--- Texte fourni ---
Ce n’est qu’en cas de brusque hausse des taux d’intérêt que le coût d’une telle perte de repères apparaît au grand jour.
De ce point de vue, l’effondrement d’une poignée de prêteurs régionaux aux États-Unis et la reprise de Credit Suisse sous les auspices de l’État apparaissent comme des faits inévitables plutôt que comme des aberrations.
Tout le monde sait que lorsque les banques centrales tirent sur les rênes de la politique monétaire, l’économie va bientôt devoir faire les comptes.
Néanmoins, on aurait tort de tabler sur une répétition de la crise financière de 2008. La croissance économique va ralentir, peut-être même fortement. Mais les possibilités d’aboutir sur un grave assèchement du crédit sont faibles.
L’une des évolutions qui devraient donner le sourire aux investisseurs est liée au fait que les réglementations mises en place voilà plus de dix ans, au lendemain de l’effondrement de la banque américaine Lehman Brothers, ont fortement renforcé les bases sur lesquelles repose le secteur bancaire mondial.
Les créances douteuses, qui avaient provoqué la crise de 2008, seront toujours un problème en cas de hausse des taux. Mais elles ne plombent plus les bilans des banques comme autrefois.
---
■ **Consigne 1**:
Citez tout ce qui va de « Ce n’est qu’en » jusqu'à « crédit sont faibles. » dans le texte sur les banques.
■ **Consigne 2**:
D'après le texte sur les banques, l'effondrement de quelle banque a précédé les réglementations qui ont renforcé le secteur bancaire mondial ?
--- Données fournies ---
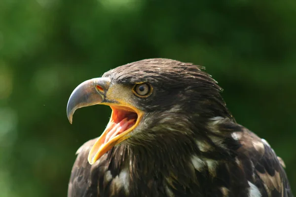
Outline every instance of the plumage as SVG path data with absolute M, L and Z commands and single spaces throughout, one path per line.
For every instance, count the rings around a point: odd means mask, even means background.
M 282 160 L 236 122 L 222 89 L 201 66 L 148 59 L 103 77 L 110 80 L 108 91 L 116 93 L 104 99 L 127 98 L 144 115 L 128 138 L 93 164 L 88 156 L 100 139 L 78 150 L 69 197 L 293 197 Z M 129 95 L 143 82 L 151 85 L 150 95 Z

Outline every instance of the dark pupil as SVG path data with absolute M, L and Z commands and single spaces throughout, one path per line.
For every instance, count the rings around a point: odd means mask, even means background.
M 141 86 L 139 87 L 139 90 L 140 90 L 141 92 L 143 92 L 145 90 L 145 88 L 144 86 Z

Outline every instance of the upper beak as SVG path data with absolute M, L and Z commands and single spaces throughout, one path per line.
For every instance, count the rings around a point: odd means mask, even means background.
M 72 124 L 73 114 L 79 108 L 100 104 L 110 85 L 107 77 L 95 78 L 81 83 L 73 91 L 67 105 L 67 115 Z

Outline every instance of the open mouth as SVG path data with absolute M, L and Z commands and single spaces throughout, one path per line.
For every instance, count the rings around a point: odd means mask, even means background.
M 138 114 L 133 109 L 125 107 L 111 106 L 112 114 L 106 127 L 107 133 L 103 144 L 111 140 L 115 136 L 128 131 L 134 126 L 138 119 Z M 102 144 L 102 145 L 103 145 Z
M 130 137 L 143 115 L 143 112 L 136 108 L 113 105 L 110 107 L 112 109 L 110 121 L 89 151 L 88 159 L 91 164 L 115 145 Z

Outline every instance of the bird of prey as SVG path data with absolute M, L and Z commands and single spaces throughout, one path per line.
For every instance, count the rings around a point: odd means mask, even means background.
M 69 197 L 292 197 L 283 160 L 237 124 L 201 66 L 144 60 L 87 80 L 67 106 L 109 105 L 101 136 L 77 151 Z

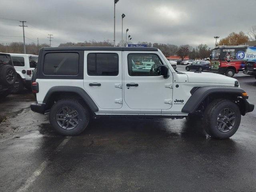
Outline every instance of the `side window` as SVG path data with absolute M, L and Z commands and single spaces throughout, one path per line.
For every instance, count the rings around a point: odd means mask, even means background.
M 12 56 L 14 66 L 23 67 L 25 66 L 25 62 L 23 57 Z
M 130 76 L 158 76 L 158 67 L 162 65 L 156 54 L 128 55 L 128 73 Z
M 30 68 L 36 68 L 37 62 L 38 60 L 38 57 L 30 56 L 29 57 L 29 66 Z
M 46 75 L 77 75 L 79 60 L 77 53 L 47 53 L 44 56 L 44 73 Z
M 118 55 L 116 53 L 89 53 L 87 74 L 90 76 L 116 76 L 118 74 Z

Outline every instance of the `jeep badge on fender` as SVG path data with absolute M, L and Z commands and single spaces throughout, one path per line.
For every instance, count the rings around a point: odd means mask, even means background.
M 236 80 L 178 72 L 154 48 L 42 48 L 32 79 L 37 101 L 31 110 L 50 112 L 52 127 L 65 136 L 81 133 L 91 118 L 102 116 L 192 114 L 203 116 L 208 134 L 224 139 L 236 132 L 241 115 L 254 108 Z

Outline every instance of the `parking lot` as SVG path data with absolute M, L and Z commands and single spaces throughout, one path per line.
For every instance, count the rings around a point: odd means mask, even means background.
M 254 77 L 234 77 L 255 104 Z M 256 191 L 255 110 L 224 140 L 185 119 L 101 118 L 63 137 L 34 100 L 24 90 L 0 102 L 0 191 Z

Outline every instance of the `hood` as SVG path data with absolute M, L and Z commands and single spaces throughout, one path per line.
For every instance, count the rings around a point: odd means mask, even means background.
M 188 76 L 188 82 L 210 83 L 234 85 L 237 80 L 223 75 L 208 72 L 195 73 L 192 72 L 182 72 Z

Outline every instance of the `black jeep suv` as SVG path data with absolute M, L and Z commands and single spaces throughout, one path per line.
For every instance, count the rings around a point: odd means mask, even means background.
M 9 94 L 13 88 L 16 76 L 11 56 L 0 53 L 0 98 Z

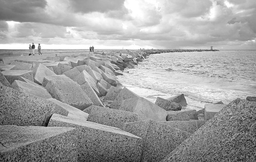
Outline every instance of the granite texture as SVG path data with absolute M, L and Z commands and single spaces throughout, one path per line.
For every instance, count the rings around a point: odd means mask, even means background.
M 108 91 L 103 100 L 104 100 L 114 101 L 117 96 L 118 94 L 122 90 L 122 89 L 118 88 L 111 86 L 109 89 L 108 90 Z
M 180 104 L 158 97 L 155 104 L 166 110 L 181 110 L 182 106 Z
M 198 120 L 196 111 L 195 110 L 169 111 L 166 118 L 167 121 L 188 121 L 190 119 Z
M 76 162 L 73 128 L 0 125 L 0 161 Z
M 76 128 L 78 161 L 140 161 L 142 139 L 120 129 L 57 114 L 48 126 Z
M 109 107 L 118 109 L 121 105 L 122 101 L 139 97 L 139 96 L 125 87 L 118 94 L 116 99 L 112 102 Z
M 122 129 L 125 123 L 137 121 L 138 115 L 135 113 L 110 108 L 94 107 L 91 109 L 88 120 Z
M 165 110 L 140 97 L 123 100 L 117 109 L 137 114 L 139 120 L 152 119 L 156 121 L 166 121 L 168 114 Z
M 0 87 L 0 125 L 46 126 L 54 113 L 67 116 L 68 112 L 47 100 Z
M 256 103 L 238 98 L 162 162 L 255 161 Z
M 48 79 L 45 88 L 54 98 L 82 110 L 93 104 L 80 86 L 66 76 L 51 76 Z
M 141 162 L 158 162 L 191 134 L 152 120 L 124 124 L 123 130 L 142 138 Z

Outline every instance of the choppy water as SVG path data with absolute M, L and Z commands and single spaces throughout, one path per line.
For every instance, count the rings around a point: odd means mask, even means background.
M 184 93 L 191 108 L 218 101 L 227 104 L 256 96 L 256 50 L 152 54 L 118 78 L 144 97 Z

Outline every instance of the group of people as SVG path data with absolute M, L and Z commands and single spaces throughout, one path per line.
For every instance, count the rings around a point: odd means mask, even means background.
M 94 47 L 93 47 L 93 46 L 92 46 L 92 47 L 90 46 L 90 52 L 94 52 Z
M 32 55 L 32 53 L 33 53 L 33 55 L 35 55 L 35 46 L 34 44 L 34 43 L 32 43 L 32 46 L 31 44 L 29 45 L 29 56 Z M 40 54 L 42 55 L 42 53 L 41 53 L 41 46 L 40 46 L 40 43 L 38 44 L 38 46 L 37 47 L 37 52 L 38 52 L 38 54 L 39 55 Z

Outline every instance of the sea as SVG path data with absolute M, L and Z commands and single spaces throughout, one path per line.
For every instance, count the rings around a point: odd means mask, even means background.
M 117 50 L 99 50 L 99 51 Z M 95 50 L 95 51 L 98 51 Z M 42 50 L 42 52 L 88 52 L 87 49 Z M 0 50 L 0 53 L 26 53 L 27 50 Z M 118 76 L 124 86 L 152 102 L 184 94 L 186 109 L 205 104 L 227 104 L 237 98 L 256 96 L 256 50 L 152 54 Z

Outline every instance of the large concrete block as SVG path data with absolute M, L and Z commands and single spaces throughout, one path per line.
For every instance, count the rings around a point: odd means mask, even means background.
M 182 106 L 180 104 L 158 97 L 155 104 L 166 110 L 181 110 Z
M 55 114 L 48 126 L 76 128 L 78 161 L 140 161 L 142 139 L 120 129 Z
M 66 116 L 68 112 L 47 100 L 0 87 L 1 125 L 47 126 L 54 113 Z
M 122 129 L 125 123 L 137 121 L 138 115 L 135 113 L 102 107 L 94 107 L 88 121 Z
M 195 110 L 169 111 L 168 112 L 168 115 L 166 118 L 167 121 L 188 121 L 190 119 L 198 120 L 196 111 Z
M 162 161 L 253 161 L 255 117 L 256 103 L 237 99 Z
M 226 105 L 206 104 L 204 105 L 204 117 L 206 120 L 212 119 L 218 112 L 223 108 Z
M 29 83 L 16 80 L 12 84 L 15 90 L 33 95 L 45 99 L 52 98 L 44 87 L 40 87 Z
M 0 126 L 0 161 L 76 162 L 74 128 Z
M 68 117 L 84 120 L 87 120 L 88 118 L 88 114 L 74 107 L 62 102 L 54 98 L 49 98 L 48 100 L 68 111 L 68 114 L 67 116 Z
M 117 109 L 138 114 L 140 120 L 152 119 L 166 121 L 168 115 L 168 112 L 165 110 L 141 97 L 123 100 Z
M 85 83 L 80 86 L 93 103 L 93 105 L 103 107 L 103 104 L 99 98 L 96 92 L 88 83 Z
M 21 76 L 33 81 L 32 72 L 33 71 L 31 70 L 10 70 L 4 71 L 2 72 L 10 84 L 11 84 L 15 80 L 22 81 Z
M 123 100 L 138 97 L 139 96 L 125 87 L 118 94 L 116 99 L 111 103 L 110 107 L 112 109 L 118 109 Z
M 152 120 L 125 123 L 123 130 L 142 138 L 142 162 L 160 161 L 191 135 Z
M 40 64 L 36 70 L 34 81 L 38 84 L 42 85 L 44 77 L 54 75 L 56 75 L 56 74 L 43 65 Z
M 186 106 L 188 105 L 187 103 L 187 101 L 186 100 L 186 99 L 185 98 L 185 97 L 184 96 L 183 94 L 168 98 L 167 100 L 180 104 L 183 106 Z
M 81 110 L 92 105 L 80 86 L 65 76 L 52 76 L 48 79 L 45 88 L 53 98 Z
M 108 91 L 104 97 L 103 100 L 108 101 L 114 101 L 117 96 L 118 95 L 122 89 L 111 86 Z

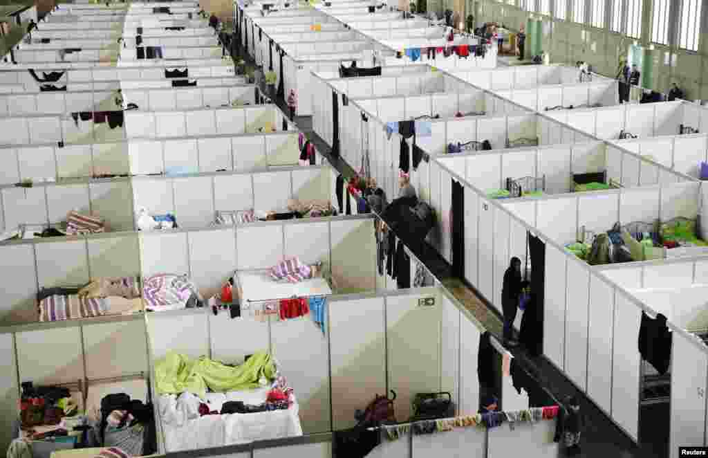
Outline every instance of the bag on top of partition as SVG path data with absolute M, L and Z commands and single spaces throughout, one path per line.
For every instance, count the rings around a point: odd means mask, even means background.
M 357 410 L 354 414 L 355 418 L 360 425 L 376 425 L 382 423 L 395 423 L 396 413 L 394 410 L 394 401 L 396 400 L 396 391 L 391 390 L 394 397 L 389 398 L 387 396 L 376 395 L 366 407 L 366 410 L 362 412 Z

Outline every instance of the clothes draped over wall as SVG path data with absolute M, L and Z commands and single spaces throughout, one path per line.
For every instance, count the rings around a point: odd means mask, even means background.
M 666 317 L 657 313 L 656 318 L 652 320 L 642 312 L 641 324 L 639 326 L 639 354 L 661 375 L 669 369 L 671 345 L 672 335 L 666 326 Z

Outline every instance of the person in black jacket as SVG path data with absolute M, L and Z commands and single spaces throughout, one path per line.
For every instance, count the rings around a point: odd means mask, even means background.
M 517 345 L 512 338 L 511 329 L 516 319 L 516 308 L 519 306 L 519 296 L 527 282 L 521 278 L 521 259 L 511 258 L 509 267 L 504 272 L 504 282 L 501 289 L 501 306 L 504 312 L 504 345 Z

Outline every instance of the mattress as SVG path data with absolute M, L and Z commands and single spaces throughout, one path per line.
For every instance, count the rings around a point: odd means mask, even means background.
M 212 410 L 220 410 L 224 403 L 231 401 L 260 404 L 266 401 L 269 390 L 270 388 L 262 388 L 208 393 L 206 401 Z M 165 399 L 166 396 L 161 396 L 159 402 L 162 403 Z M 297 400 L 293 399 L 287 410 L 207 415 L 188 420 L 181 426 L 162 421 L 165 449 L 177 452 L 301 436 L 299 409 Z
M 327 281 L 321 277 L 307 279 L 298 283 L 275 281 L 268 270 L 239 271 L 237 277 L 241 306 L 248 301 L 287 299 L 332 294 Z

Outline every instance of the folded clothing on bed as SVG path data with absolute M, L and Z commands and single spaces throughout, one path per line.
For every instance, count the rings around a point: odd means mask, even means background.
M 155 384 L 160 394 L 189 391 L 204 397 L 207 389 L 224 392 L 258 388 L 275 376 L 275 364 L 265 352 L 254 353 L 236 367 L 206 357 L 194 359 L 173 352 L 155 363 Z
M 105 315 L 109 305 L 104 298 L 54 295 L 40 301 L 39 308 L 40 321 L 62 321 Z
M 147 310 L 177 310 L 203 306 L 196 285 L 187 275 L 158 274 L 145 279 L 143 297 Z

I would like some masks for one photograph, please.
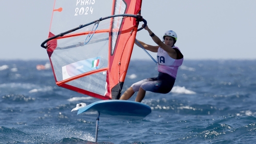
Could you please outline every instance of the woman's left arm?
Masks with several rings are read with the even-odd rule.
[[[143,25],[142,27],[143,27],[143,26],[144,26]],[[156,43],[157,43],[159,46],[161,47],[164,51],[170,54],[176,53],[175,50],[174,50],[173,48],[169,48],[168,46],[164,44],[164,43],[163,43],[158,36],[153,34],[153,32],[150,30],[150,29],[148,28],[147,26],[146,26],[144,29],[147,30],[149,35],[152,36],[151,38],[154,42]],[[154,36],[152,36],[152,34]]]

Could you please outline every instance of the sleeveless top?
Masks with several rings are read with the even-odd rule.
[[[178,56],[177,57],[180,59],[174,59],[171,58],[167,52],[162,48],[160,47],[158,48],[157,53],[158,72],[167,73],[176,79],[178,67],[181,66],[183,62],[183,56],[180,52],[180,51],[177,47],[173,46],[173,48],[177,52]]]

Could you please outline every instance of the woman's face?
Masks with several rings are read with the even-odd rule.
[[[165,36],[164,37],[164,44],[172,46],[174,43],[174,38],[170,36]]]

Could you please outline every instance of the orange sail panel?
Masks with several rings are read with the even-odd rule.
[[[49,37],[109,15],[140,12],[142,0],[55,0]],[[56,84],[119,99],[137,30],[136,18],[98,21],[47,42]]]

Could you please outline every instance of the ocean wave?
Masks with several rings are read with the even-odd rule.
[[[38,86],[36,85],[32,84],[30,83],[4,83],[0,84],[0,88],[21,88],[23,89],[31,89],[35,87]]]
[[[30,93],[35,93],[35,92],[47,92],[47,91],[52,91],[52,89],[53,89],[52,87],[49,86],[46,86],[45,87],[43,88],[33,89],[31,90],[30,90],[29,92]]]
[[[7,65],[2,65],[0,67],[0,71],[8,69],[9,68],[9,67]]]
[[[75,101],[79,101],[81,100],[88,100],[93,99],[93,97],[74,97],[67,100],[67,101],[72,102]]]
[[[194,91],[186,89],[185,86],[181,87],[179,86],[174,86],[172,89],[172,90],[171,90],[171,92],[189,95],[196,94]]]
[[[126,76],[126,77],[127,77],[128,78],[130,79],[135,79],[137,78],[137,75],[133,73],[131,75],[128,75]]]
---
■ **Solution rédigée 1**:
Ce n’est qu’en cas de brusque hausse des taux d’intérêt que le coût d’une telle perte de repères apparaît au grand jour.
De ce point de vue, l’effondrement d’une poignée de prêteurs régionaux aux États-Unis et la reprise de Credit Suisse sous les auspices de l’État apparaissent comme des faits inévitables plutôt que comme des aberrations.
Tout le monde sait que lorsque les banques centrales tirent sur les rênes de la politique monétaire, l’économie va bientôt devoir faire les comptes.
Néanmoins, on aurait tort de tabler sur une répétition de la crise financière de 2008. La croissance économique va ralentir, peut-être même fortement. Mais les possibilités d’aboutir sur un grave assèchement du crédit sont faibles.

■ **Solution rédigée 2**:
L'effondrement de la banque américaine Lehman Brothers.